* Cuplikan Halaman
=-=-=-=-=
Lihat ke Halaman Asli

Katedrarajawen

TERVERIFIKASI

Anak Kehidupan

Pagi

Diperbarui: 1 April 2017   09:00

Kompasiana adalah platform blog. Konten ini menjadi tanggung jawab bloger dan tidak mewakili pandangan redaksi Kompas.

 


Photo credit: bogaert from morguefile.com 
Pagi ~ 19:38 25 Desember 2015 
Pagi mentari bersinar cerah menyapa. Sayangnya manusia jarang menikmati lagi. Oleh kesibukan mendesak sejak mentari malu-malu muncul di ufuk sana.  Semua terburu-buru dengan urusannya sendiri.  Bangun pun terburu-buru, hingga tak sempat lagi menyapa Ilahi dan untuk mengucap syukur dengan wajah ceria.

Aroma wangi udara pagi pun tak sempat tercium lagi. Kicau burung nan merdu sudah tak peduli. Hidangan pagi pun dinikmati sambil ke sana-sini. Ritual minum kopi terasa basi. Orang-orang berlomba seakan hari hendak kiamat memacu kendaraannya sampai hilang peduli. Semau enak sendiri. Pagi pun berhias emosi.

Para ibu tak kalah sibuk mengurus si buah hati. Tak lupa berlari-lari sambil menyiapkan sarapan pagi.  Hadirnya mekar bunga melati yang mewangi tak ada rasa lagi. Lebih menarik sajian di televisi.
=-=-=-=-=
* Tujuan Pembelajaran
1: Perbarui bagian tulisan tentang pagi antara "Para ibu tak" dan "sajian di televisi.", inklusif, dengan mengganti "melati" menjadi "mawar".
2: Susun baris-baris catatan mulai dari awal catatan sampai baris yang memuat "311L58 298L71 298L90", inklusif, sebagai daftar JSON berisi string, satu string untuk setiap baris, tanpa baris kosong.

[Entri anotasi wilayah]
=-=-=-=-=
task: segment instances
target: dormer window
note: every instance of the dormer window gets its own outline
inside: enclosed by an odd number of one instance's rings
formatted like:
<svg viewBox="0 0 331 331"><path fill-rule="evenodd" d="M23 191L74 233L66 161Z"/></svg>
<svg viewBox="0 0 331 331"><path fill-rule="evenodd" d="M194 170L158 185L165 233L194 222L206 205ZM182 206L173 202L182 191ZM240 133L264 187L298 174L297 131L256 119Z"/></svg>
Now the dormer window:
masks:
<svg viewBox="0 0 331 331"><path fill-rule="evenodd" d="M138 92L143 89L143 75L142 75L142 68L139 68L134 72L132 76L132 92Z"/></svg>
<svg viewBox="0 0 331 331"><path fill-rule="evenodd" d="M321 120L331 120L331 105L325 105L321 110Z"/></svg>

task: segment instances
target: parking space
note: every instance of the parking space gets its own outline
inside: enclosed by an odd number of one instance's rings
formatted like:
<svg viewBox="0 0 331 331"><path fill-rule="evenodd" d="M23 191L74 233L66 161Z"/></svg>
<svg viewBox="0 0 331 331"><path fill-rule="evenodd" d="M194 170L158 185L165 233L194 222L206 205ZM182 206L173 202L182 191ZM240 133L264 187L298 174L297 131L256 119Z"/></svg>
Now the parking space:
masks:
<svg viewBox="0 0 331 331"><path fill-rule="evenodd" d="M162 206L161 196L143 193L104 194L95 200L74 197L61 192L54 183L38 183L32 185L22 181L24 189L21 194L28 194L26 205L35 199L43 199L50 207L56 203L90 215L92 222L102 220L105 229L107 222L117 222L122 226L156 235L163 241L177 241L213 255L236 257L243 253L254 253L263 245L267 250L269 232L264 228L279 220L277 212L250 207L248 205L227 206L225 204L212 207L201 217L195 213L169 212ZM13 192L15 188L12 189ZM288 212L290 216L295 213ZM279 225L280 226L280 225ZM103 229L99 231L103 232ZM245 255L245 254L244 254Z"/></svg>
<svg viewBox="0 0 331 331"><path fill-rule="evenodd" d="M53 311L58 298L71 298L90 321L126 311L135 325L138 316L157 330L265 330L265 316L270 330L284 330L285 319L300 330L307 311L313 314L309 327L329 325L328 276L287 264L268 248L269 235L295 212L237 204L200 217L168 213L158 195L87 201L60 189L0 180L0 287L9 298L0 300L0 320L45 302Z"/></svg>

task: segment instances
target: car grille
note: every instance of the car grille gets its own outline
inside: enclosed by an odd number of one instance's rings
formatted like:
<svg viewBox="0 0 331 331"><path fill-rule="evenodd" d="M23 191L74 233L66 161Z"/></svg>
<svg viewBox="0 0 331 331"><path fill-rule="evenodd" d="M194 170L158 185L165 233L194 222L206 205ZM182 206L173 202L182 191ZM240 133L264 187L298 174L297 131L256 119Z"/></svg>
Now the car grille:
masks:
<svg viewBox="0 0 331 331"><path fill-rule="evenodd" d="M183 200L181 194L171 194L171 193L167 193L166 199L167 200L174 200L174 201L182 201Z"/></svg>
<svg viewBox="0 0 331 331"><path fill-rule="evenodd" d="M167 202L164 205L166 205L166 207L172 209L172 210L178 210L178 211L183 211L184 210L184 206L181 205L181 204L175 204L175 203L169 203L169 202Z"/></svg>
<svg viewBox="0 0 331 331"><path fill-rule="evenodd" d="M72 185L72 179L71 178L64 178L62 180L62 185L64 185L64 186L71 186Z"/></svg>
=-=-=-=-=
* Jawaban Tertulis
1:
Para ibu tak kalah sibuk mengurus si buah hati. Tak lupa berlari-lari sambil menyiapkan sarapan pagi.  Hadirnya mekar bunga mawar yang mewangi tak ada rasa lagi. Lebih menarik sajian di televisi.

2:
[
  "task: segment instances",
  "target: dormer window",
  "note: every instance of the dormer window gets its own outline",
  "inside: enclosed by an odd number of one instance's rings",
  "formatted like:",
  "<svg viewBox=\"0 0 331 331\"><path fill-rule=\"evenodd\" d=\"M23 191L74 233L66 161Z\"/></svg>",
  "<svg viewBox=\"0 0 331 331\"><path fill-rule=\"evenodd\" d=\"M194 170L158 185L165 233L194 222L206 205ZM182 206L173 202L182 191ZM240 133L264 187L298 174L297 131L256 119Z\"/></svg>",
  "Now the dormer window:",
  "masks:",
  "<svg viewBox=\"0 0 331 331\"><path fill-rule=\"evenodd\" d=\"M138 92L143 89L143 75L142 75L142 68L139 68L134 72L132 76L132 92Z\"/></svg>",
  "<svg viewBox=\"0 0 331 331\"><path fill-rule=\"evenodd\" d=\"M321 120L331 120L331 105L325 105L321 110Z\"/></svg>",
  "task: segment instances",
  "target: parking space",
  "note: every instance of the parking space gets its own outline",
  "inside: enclosed by an odd number of one instance's rings",
  "formatted like:",
  "<svg viewBox=\"0 0 331 331\"><path fill-rule=\"evenodd\" d=\"M23 191L74 233L66 161Z\"/></svg>",
  "<svg viewBox=\"0 0 331 331\"><path fill-rule=\"evenodd\" d=\"M194 170L158 185L165 233L194 222L206 205ZM182 206L173 202L182 191ZM240 133L264 187L298 174L297 131L256 119Z\"/></svg>",
  "Now the parking space:",
  "masks:",
  "<svg viewBox=\"0 0 331 331\"><path fill-rule=\"evenodd\" d=\"M162 206L161 196L143 193L104 194L95 200L74 197L61 192L54 183L38 183L32 185L22 181L24 189L21 194L28 194L26 205L35 199L43 199L50 207L56 203L90 215L92 222L102 220L105 229L107 222L117 222L122 226L156 235L163 241L177 241L213 255L236 257L243 253L254 253L263 245L267 250L269 232L264 228L279 220L277 212L250 207L248 205L227 206L225 204L212 207L201 217L195 213L169 212ZM13 192L15 188L12 189ZM288 212L290 216L295 213ZM279 225L280 226L280 225ZM103 229L99 231L103 232ZM245 255L245 254L244 254Z\"/></svg>",
  "<svg viewBox=\"0 0 331 331\"><path fill-rule=\"evenodd\" d=\"M53 311L58 298L71 298L90 321L126 311L135 325L138 316L157 330L265 330L265 316L270 330L284 330L285 319L300 330L307 311L313 314L309 327L329 325L328 276L287 264L268 248L269 235L295 212L237 204L200 217L168 213L158 195L87 201L60 189L0 180L0 287L9 298L0 300L0 320L45 302Z\"/></svg>"
]